_Task instructions_:
Please copy the data below, replacing "Expected behavior" with "Required action" wherever it occurs and leaving everything else unchanged.

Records
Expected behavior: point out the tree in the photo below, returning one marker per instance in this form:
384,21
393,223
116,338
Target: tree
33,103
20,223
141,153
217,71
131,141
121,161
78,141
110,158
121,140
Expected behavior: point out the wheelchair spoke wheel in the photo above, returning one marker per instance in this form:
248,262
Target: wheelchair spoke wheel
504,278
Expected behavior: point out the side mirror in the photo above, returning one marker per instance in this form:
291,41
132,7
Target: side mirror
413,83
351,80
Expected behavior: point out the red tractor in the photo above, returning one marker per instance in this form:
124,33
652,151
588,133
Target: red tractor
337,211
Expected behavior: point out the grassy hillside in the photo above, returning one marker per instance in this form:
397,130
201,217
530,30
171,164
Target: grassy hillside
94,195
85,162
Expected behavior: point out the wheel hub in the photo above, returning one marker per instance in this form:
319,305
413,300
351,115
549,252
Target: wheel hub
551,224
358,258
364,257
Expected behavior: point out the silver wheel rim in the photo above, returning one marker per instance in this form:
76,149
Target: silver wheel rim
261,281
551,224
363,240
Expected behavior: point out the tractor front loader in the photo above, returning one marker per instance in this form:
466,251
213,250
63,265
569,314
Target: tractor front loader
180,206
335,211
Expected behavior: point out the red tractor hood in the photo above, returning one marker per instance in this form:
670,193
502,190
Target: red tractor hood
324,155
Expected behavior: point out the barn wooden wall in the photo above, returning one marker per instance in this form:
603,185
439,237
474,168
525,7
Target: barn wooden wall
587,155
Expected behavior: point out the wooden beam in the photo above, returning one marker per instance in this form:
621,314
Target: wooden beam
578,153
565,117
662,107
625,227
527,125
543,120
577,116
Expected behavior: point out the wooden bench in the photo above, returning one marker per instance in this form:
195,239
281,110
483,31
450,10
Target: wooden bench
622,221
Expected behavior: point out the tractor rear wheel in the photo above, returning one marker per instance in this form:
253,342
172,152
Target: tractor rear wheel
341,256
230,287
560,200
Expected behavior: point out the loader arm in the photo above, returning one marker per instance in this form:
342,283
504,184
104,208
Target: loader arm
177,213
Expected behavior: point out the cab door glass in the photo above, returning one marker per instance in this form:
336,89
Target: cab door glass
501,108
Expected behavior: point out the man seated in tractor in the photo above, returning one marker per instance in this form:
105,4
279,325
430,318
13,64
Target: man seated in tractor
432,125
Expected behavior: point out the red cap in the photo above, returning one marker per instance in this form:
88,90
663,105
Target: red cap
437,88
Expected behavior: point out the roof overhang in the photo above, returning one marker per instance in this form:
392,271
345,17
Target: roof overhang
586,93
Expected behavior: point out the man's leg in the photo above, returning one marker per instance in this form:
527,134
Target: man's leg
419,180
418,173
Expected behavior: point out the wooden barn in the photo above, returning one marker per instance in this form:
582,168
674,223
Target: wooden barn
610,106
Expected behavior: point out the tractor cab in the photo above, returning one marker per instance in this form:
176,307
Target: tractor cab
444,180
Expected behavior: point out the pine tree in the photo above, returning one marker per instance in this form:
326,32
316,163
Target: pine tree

_Answer to the problem_:
Required action: point out the tree in the photo below, returning one marker per instance in this form:
384,21
393,223
116,338
Target: tree
33,103
20,223
141,153
217,71
131,141
121,161
78,141
110,158
121,140
Required action: point out the wheelchair spoke wheel in the photo above, returning one marker per instance in this form:
248,262
Target: wheelchair spoke wheel
504,278
Required action: point out the side mirror in the photo above, returning one marker per instance in this form:
291,41
132,7
Target: side mirror
413,83
351,80
Required action: point out the red tractor in the photo above, returning one marker per instance in this form:
124,33
652,151
588,133
Target: red tractor
337,211
Required action: point out the grassy hillside in the photo above, returning one marker per instance in this form:
397,130
201,217
530,30
171,164
Target: grassy hillside
94,195
85,162
Required action: point out the wheel hub in the photo above, returning one marker per instance in this form:
319,305
413,300
351,115
549,252
Target: wheel hub
551,224
358,258
364,257
Required action: point out the silver wheel rim in the photo above, returning one marker per instance in this form:
76,149
Target: silver wheel rim
261,281
551,224
363,240
Required action: point out the tractor front loader in the photo above, returning one marker per instance in this form:
466,251
213,250
63,265
569,314
Target: tractor front loader
180,206
335,211
Required action: point out the red tractor hood in the photo above, returning one marker per instance in this form:
670,193
502,190
Target: red tractor hood
324,155
Required action: point out the barn wooden wall in the photo above, returning one marker per instance in this form:
603,185
439,237
474,168
525,7
Target: barn wooden wall
587,155
Required action: point out the wooden beam in the photo above, returning one marker per instance in this form:
621,314
Target: wooden beam
578,153
565,117
662,107
625,227
527,125
543,120
577,116
Required action: point out the wooden bench in the photo above, returning one marker per instance in this form:
195,239
281,110
483,31
450,10
Target: wooden bench
622,221
Required action: point out the tractor rear wheel in the photo above, returning one marker per instance in this form:
253,342
172,152
Target: tractor rear wheel
341,256
230,287
560,200
Required action: point out the loader arm in the photo above, returning one marker per instance in this form:
342,283
504,184
104,208
Target: loader arm
177,213
Required action: point out the cab door glass in the photo above, returning one marker per instance in this form:
336,89
Target: cab door glass
501,108
Required action: point out the man seated in tractor in the photo above, returning one marker per instance in this form:
105,4
279,325
430,318
13,64
Target: man seated in tractor
432,125
Required action: point out the red cap in the photo above, returning one marker per instance in this form:
88,90
663,105
Target: red cap
437,88
Required action: point out the roof overhang in the photo above, returning one marker per instance in this form:
392,271
345,17
Target: roof overhang
586,93
Required action: point out the man's leg in the photo above, returning one marker per instance in this form:
527,134
Target: man's leg
419,180
418,173
Required action: point out the wooden barn in the photo above, returning one marker per instance in this form:
582,168
674,223
Target: wooden barn
610,106
Required action: point out the tractor cab in the photo above, returning one marker per instance in this form:
176,307
Target: tractor cab
444,180
Required action: point out the pine tree in the photo above, returning one marker per instance in this form:
326,32
316,163
Target: pine tree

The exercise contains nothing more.